◆ What is being asked:
Whenever a line below includes the string "shirt", show it.

◆ Data to process:
- Opening Delimiter -

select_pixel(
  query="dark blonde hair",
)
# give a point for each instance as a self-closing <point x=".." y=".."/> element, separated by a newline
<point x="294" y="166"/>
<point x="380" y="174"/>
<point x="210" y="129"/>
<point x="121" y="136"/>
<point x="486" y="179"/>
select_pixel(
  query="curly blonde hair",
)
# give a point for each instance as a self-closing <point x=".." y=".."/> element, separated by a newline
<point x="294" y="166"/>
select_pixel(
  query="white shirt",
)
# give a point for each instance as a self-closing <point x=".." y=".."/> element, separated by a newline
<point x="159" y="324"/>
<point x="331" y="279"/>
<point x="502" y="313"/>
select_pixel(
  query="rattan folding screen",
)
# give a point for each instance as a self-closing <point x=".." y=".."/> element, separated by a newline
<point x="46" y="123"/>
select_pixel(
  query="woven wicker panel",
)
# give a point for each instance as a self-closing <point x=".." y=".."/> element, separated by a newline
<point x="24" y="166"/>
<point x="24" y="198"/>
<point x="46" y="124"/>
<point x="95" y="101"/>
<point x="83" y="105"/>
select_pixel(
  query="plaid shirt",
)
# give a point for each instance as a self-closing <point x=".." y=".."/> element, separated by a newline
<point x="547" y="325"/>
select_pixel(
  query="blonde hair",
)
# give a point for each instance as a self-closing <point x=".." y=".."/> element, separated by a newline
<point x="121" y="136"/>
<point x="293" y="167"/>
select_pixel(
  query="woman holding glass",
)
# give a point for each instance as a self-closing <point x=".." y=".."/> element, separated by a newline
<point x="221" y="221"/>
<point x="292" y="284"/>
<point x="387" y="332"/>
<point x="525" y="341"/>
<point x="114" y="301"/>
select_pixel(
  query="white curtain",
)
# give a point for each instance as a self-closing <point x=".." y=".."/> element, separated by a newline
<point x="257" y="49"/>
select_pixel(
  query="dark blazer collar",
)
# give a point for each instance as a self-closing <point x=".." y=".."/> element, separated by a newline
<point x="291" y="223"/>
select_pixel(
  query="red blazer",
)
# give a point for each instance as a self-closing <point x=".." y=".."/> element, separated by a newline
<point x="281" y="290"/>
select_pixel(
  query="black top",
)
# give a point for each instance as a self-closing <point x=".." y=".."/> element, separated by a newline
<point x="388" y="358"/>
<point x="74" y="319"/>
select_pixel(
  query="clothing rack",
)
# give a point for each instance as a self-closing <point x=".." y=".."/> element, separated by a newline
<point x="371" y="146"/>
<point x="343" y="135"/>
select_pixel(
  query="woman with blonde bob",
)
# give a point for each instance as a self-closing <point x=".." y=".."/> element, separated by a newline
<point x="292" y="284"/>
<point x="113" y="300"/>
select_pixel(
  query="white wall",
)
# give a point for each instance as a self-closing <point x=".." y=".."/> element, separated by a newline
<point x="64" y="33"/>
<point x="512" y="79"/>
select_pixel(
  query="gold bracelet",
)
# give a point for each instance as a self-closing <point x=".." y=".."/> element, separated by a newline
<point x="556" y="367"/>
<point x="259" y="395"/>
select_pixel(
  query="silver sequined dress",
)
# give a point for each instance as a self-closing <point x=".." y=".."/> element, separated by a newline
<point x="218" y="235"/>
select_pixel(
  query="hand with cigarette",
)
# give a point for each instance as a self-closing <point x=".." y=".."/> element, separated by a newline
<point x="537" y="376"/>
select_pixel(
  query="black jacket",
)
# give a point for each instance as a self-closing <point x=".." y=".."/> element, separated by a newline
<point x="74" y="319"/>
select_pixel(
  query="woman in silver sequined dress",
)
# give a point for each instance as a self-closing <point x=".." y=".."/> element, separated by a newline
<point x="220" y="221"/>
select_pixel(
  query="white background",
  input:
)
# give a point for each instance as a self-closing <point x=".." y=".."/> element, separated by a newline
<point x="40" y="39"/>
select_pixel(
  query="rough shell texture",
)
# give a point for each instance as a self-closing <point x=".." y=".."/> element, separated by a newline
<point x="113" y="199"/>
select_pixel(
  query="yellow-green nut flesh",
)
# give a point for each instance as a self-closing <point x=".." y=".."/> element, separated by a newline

- Closing Delimiter -

◆ Response:
  query="white shirt",
  query="plaid shirt",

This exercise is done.